* **ASSIGNMENT**
An exact copy of the lines from the one containing "ground and record integer pixel coordinates." through the last line below is required; include both of those lines and no others.

* **DATA UNDER STUDY**

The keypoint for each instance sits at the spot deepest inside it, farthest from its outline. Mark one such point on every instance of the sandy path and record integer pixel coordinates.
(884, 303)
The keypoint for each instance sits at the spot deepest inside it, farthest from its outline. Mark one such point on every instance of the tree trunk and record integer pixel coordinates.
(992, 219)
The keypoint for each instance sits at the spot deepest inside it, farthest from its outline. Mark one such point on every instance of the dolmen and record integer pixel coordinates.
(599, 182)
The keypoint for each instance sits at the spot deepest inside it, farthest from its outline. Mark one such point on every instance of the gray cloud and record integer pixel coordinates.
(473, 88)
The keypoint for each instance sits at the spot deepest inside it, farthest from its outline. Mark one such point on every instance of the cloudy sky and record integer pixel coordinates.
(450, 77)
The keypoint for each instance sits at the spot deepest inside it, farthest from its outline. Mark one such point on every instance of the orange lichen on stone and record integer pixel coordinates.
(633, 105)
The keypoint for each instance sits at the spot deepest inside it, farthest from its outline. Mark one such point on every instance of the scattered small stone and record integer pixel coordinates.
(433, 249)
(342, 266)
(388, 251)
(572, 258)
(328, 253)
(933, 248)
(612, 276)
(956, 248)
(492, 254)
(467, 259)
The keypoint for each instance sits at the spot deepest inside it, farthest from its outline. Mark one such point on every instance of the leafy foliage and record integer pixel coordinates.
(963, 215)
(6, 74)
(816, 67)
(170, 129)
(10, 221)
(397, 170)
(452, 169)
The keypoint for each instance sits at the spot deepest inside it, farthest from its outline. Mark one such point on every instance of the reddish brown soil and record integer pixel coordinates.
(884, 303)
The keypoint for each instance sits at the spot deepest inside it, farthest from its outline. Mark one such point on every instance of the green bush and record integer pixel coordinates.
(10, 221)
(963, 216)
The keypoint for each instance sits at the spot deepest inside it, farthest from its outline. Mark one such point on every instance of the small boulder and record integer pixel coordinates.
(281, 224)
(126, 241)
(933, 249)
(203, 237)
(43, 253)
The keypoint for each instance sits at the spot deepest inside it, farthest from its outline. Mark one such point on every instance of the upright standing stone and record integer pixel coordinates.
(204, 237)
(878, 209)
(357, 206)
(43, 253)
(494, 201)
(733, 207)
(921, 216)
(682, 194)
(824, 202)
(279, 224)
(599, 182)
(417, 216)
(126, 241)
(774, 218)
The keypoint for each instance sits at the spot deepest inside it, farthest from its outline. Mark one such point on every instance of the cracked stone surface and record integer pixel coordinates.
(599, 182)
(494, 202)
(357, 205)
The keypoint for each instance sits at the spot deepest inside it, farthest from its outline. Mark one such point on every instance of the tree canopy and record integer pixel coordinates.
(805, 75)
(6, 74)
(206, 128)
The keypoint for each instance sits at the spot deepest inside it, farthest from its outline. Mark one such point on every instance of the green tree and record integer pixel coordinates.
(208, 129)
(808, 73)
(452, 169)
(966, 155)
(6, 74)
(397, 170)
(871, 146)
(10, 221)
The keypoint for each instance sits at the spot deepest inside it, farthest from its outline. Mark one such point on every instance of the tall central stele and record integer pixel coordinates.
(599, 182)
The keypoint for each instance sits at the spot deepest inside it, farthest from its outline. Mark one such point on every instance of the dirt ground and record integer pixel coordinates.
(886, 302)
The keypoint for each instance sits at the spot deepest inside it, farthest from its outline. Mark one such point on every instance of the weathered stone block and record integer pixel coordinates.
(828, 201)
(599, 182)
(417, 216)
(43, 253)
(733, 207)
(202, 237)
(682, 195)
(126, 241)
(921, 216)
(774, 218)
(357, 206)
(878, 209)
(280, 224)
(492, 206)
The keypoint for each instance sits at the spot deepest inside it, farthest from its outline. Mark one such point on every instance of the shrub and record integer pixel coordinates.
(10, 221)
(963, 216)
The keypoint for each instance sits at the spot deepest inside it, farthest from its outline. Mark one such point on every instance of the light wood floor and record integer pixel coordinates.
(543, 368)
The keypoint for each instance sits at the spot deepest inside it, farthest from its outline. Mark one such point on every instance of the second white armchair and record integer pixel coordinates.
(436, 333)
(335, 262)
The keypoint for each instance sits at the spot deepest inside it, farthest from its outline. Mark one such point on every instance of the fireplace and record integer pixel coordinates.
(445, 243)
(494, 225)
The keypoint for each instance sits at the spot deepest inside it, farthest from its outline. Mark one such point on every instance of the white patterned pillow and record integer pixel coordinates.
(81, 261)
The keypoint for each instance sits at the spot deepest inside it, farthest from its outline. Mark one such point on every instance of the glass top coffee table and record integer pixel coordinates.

* **ANSWER TO THE EXERCISE**
The keypoint for each instance sits at the spot deepest inside it, farthest from its outline. Mark one such point on every instance of the dirt ground and record integer pixel coordinates.
(886, 302)
The keypoint for each instance sits at the spot deepest inside it, farthest from its outline. Mark one such point on every instance of the weathered stone block and record integer pixel coordinates.
(828, 201)
(599, 182)
(417, 216)
(43, 253)
(733, 207)
(202, 237)
(682, 195)
(126, 241)
(921, 216)
(774, 218)
(357, 206)
(878, 209)
(280, 224)
(492, 206)
The keypoint for each instance sits at the spot deepest inside it, farthest from its outline. Mark one such point on every instance of the shrub and record integer pixel coordinates.
(10, 221)
(963, 216)
The keypoint for each instance sits at the spot deepest inside it, farthest from its outline. Mark one such point on every instance of the light wood floor and record integer pixel coordinates.
(543, 368)
The keypoint for each instance sits at the spot deepest inside it, farthest from its outline. Mark one such point on every instance of the second white armchair and record integer pixel coordinates.
(436, 333)
(335, 262)
The keypoint for each instance sits at the spot deepest inside it, farthest from its outline. Mark one such point on every instance of the fireplace and record integer pixel coordinates.
(445, 243)
(494, 225)
The keypoint for each instance sits at the spot deepest inside it, farthest from its outline. Mark one such point on every instance of the white patterned pillow and record integer pixel coordinates.
(81, 261)
The keypoint for each instance sits at the spot deepest inside it, farthest from its outline. Mark one such point on every instance of the glass top coffee table and record integer pixel coordinates.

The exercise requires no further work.